_TASK STATEMENT_. Copy every line of the records below where the word "pisa" occurs.

_STUDY MATERIAL_.
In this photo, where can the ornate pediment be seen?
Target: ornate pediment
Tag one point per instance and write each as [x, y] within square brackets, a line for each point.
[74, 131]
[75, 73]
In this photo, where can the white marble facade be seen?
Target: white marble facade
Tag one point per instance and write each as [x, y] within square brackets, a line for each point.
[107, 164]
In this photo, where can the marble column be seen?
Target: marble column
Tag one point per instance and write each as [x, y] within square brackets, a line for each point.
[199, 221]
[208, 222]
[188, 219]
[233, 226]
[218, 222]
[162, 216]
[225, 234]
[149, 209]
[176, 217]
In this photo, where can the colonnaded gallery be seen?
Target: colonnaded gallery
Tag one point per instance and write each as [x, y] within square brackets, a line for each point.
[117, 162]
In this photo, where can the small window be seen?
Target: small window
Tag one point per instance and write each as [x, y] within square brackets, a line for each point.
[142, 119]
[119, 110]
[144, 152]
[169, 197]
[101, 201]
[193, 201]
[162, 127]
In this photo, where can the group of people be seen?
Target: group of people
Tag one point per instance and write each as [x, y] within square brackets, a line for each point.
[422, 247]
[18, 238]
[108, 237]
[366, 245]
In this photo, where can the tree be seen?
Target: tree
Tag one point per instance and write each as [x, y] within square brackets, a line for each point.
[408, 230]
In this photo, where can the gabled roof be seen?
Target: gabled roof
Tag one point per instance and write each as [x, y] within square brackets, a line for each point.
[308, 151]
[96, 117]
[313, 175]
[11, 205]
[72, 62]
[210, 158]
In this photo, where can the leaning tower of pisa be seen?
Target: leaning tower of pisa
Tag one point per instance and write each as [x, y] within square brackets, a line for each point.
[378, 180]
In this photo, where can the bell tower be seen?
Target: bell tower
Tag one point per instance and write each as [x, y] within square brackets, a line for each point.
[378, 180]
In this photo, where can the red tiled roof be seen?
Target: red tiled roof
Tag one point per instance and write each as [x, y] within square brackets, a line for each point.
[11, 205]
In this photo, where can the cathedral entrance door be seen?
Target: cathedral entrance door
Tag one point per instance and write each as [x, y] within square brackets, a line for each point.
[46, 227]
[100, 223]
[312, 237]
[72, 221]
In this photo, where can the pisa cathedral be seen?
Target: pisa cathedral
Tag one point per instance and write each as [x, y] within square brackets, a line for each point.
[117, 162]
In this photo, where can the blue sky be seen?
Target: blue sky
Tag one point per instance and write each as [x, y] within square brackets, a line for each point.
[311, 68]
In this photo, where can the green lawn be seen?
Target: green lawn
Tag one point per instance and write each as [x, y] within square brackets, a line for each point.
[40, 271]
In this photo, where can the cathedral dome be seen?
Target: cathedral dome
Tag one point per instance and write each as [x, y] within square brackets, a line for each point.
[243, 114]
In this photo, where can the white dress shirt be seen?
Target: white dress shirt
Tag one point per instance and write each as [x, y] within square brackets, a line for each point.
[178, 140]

_ANSWER FOR THIS EXERCISE_.
In this photo, where can the leaning tower of pisa be seen?
Target: leaning tower of pisa
In this photo, where can the pisa cathedral be seen?
Target: pisa cathedral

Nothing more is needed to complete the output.